(Extrait à lire):
┌──

Ne me comprenez pas mal,
le crédit n’est pas forcément une mauvaise chose forçant des cycles.
Il est mauvais quand il finance une consommation exagérée qui ne peut être remboursée.
Il est bon quand il distribue les ressources de manière pertinente,
et produit du revenu qui vous permet de rembourser la dette.
Par exemple si vous empruntez pour acheter un plus grand poste de télévision,
cela n’engendre aucun revenu vous permettant de restituer la dette.
Mais si vous empruntez pour acheter un tracteur,
et que ce tracteur vous assure de meilleures récoltes, donc un meilleur revenu,
vous pourrez rembourser votre dette
et améliorer votre niveau de vie.
Dans une économie avec crédit
vous pouvez suivre le fil des transactions
et constater comment le crédit permet la croissance.
Laissez-moi vous donner un exemple :
si vous gagnez 100 000 $ par an et que n’avez aucune dette,
on est prêt à vous accorder un crédit de 10 000 $,
par exemple sur votre carte de crédit.
Vous pouvez donc dépenser 110 000 $,
même si vous en avez gagné 100 000.
Vos dépenses constituant le revenu de quelqu’un d’autre,
quelque part quelqu’un gagne 110 000 $.
Cette personne gagnant 110 000 $
et n’ayant aucune dette peut emprunter 11 000 $,
et peut donc dépenser 121 000 $
même en ayant gagné uniquement 110 000 $.
Ses dépenses constituent le revenu de quelqu’un d’autre,
et en suivant le fil des transactions
nous commençons à comprendre le processus
d’auto-renforcement.

└──

(Données sources):
┌──

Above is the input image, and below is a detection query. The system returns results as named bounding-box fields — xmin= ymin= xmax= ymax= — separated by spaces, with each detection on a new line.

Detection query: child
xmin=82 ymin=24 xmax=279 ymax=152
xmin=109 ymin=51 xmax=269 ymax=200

└──

(Consigne): Reprenez le texte sur le crédit et poursuivez-le à partir de l'endroit où il s'arrête. Le matériel n'a aucun lien avec le texte sur le crédit.

(Réponse):
Mais n’oublions pas que les emprunts créent un cycle,
et qu’après une phase de croissance vient inévitablement une baisse :
c’est le cycle de la dette à court terme.
L’activité économique augmente. Nous constatons une expansion.
C’est la première phase du cycle de dette à court terme.
La dépense augmente et les prix avec,
car l’augmentation de la dépense est alimentée par le crédit,
crédit que l’on crée à partir de rien.
Lorsque le volume des dépenses et des revenus augmente plus rapidement que celui de la production,
les prix montent.
C’est ce qu’on appelle l’inflation.
La banque centrale ne veut pas trop d’inflation,
car elle est source de problèmes.
Lorsque les prix augmentent, la banque augmente les taux d’intérêt.
Lorsque les taux d’intérêt sont plus élevés, moins de gens peuvent se permettre d’emprunter,
et le coût de la dette existante augmente.
Imaginez le versement mensuel de votre carte de crédit en hausse.
Les gens empruntent moins mais doivent rembourser davantage.
Ils ont moins d’argent disponible, donc les dépenses diminuent.
Et comme les dépenses de l’un sont les revenus de l’autre,
les revenus diminuent aussi… etc.
Lorsque les gens dépensent moins, les prix baissent.
C’est la déflation.
L’activité économique diminue et nous avons une récession.
Lorsque la récession devient extrême,
et que l’inflation n’est plus un problème,
la banque centrale baisse les taux d’intérêt pour relancer le processus.
Avec des taux d’intérêt plus bas
le remboursement de la dette est réduit,
l’emprunt et la dépense reprennent.
Et nous avons une nouvelle expansion.
Vous voyez bien que l’économie marche comme une machine.
Dans le cycle à court terme, la dépense est limitée uniquement par la volonté
des prêteurs et emprunteurs à fournir et à recevoir du crédit.
Lorsque le crédit est disponible, l’économie est en phase d’expansion.
Lorsque le crédit n’est pas disponible l’économie est en phase de récession.
Notez que ce cycle est contrôlé principalement par la banque centrale.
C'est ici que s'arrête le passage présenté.